■ **WHAT YOU HAVE TO DO**:
Find the number of lines containing the string "soccer" in the data. Answer with the number by itself.

DATA SHOWN START

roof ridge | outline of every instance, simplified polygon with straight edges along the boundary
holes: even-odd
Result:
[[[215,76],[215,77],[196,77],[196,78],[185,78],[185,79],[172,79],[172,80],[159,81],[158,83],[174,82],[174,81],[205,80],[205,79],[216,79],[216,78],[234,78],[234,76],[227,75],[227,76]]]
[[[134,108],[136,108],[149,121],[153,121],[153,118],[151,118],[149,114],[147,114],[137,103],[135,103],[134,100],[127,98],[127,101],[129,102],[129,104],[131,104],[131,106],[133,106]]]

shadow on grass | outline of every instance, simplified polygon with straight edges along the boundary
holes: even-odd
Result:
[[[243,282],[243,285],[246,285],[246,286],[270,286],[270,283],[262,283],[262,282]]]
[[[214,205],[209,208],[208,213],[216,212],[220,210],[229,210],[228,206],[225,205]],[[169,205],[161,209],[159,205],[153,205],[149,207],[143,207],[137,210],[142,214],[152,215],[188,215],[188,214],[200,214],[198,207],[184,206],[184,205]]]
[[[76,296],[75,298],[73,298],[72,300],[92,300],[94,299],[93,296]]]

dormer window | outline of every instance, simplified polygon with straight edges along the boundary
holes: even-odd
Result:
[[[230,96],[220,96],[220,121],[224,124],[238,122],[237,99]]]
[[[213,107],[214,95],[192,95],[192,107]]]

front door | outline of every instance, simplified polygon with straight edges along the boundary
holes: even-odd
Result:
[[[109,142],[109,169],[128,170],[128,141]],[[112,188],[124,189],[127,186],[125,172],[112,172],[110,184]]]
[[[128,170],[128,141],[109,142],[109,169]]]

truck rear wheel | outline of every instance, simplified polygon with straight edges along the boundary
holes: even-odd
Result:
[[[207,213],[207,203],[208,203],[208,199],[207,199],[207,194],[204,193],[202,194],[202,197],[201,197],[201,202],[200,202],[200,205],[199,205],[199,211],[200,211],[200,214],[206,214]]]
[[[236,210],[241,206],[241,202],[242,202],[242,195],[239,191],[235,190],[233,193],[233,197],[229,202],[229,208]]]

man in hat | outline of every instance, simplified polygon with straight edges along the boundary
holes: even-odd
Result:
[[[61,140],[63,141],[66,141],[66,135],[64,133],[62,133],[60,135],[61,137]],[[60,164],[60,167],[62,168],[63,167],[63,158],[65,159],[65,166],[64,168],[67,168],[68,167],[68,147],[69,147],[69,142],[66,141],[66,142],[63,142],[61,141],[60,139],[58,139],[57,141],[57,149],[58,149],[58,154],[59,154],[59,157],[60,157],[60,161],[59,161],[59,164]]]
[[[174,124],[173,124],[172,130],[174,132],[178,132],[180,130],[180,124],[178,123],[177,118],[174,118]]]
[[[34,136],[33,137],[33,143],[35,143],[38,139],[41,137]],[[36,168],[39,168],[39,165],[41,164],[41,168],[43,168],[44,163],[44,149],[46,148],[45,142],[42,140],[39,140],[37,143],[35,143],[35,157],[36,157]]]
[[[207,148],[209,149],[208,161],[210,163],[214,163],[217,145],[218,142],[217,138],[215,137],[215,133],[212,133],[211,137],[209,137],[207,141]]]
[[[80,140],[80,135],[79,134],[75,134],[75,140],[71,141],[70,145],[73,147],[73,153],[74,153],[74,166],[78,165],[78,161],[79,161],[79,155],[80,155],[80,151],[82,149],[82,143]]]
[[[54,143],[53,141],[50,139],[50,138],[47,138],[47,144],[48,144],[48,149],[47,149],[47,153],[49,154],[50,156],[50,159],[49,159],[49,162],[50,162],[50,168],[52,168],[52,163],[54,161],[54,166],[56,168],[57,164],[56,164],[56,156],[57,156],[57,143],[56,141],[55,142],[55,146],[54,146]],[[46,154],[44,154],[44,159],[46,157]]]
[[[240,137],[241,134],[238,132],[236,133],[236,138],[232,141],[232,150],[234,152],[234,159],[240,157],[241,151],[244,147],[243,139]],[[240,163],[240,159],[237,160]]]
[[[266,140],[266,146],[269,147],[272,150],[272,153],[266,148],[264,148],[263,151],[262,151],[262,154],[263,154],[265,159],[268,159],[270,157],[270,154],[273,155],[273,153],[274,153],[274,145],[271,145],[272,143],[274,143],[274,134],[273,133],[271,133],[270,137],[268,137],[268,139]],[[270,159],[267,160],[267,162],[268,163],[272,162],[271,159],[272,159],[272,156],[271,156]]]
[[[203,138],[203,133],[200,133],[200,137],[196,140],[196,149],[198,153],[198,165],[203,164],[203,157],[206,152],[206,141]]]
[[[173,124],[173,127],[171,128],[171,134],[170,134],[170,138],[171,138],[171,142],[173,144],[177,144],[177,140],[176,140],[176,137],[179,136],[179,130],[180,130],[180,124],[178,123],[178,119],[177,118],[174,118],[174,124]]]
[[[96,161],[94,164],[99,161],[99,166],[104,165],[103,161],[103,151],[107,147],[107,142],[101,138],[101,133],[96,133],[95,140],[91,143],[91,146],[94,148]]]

DATA SHOWN END
DATA SHOWN START

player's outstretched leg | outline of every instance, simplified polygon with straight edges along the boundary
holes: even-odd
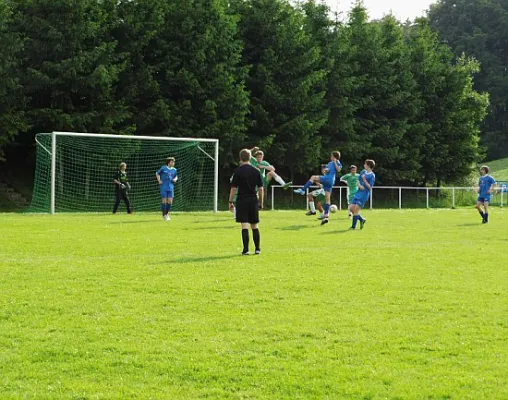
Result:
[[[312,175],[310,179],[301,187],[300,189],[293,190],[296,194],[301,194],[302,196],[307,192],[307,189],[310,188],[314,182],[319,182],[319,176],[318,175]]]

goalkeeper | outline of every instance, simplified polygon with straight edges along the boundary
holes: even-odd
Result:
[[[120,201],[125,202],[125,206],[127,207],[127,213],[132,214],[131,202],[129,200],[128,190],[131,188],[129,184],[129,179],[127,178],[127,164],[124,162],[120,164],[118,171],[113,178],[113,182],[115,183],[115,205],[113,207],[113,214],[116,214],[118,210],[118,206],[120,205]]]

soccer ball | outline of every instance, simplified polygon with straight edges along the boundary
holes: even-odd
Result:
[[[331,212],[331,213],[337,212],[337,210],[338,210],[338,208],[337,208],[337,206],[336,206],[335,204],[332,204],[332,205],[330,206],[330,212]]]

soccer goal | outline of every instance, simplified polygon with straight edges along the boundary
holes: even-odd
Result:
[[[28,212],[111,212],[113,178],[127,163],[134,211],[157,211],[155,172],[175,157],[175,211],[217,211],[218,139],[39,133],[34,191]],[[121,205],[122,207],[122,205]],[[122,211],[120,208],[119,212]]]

DATA SHOWN END

■ **EXPECTED ANSWER**:
2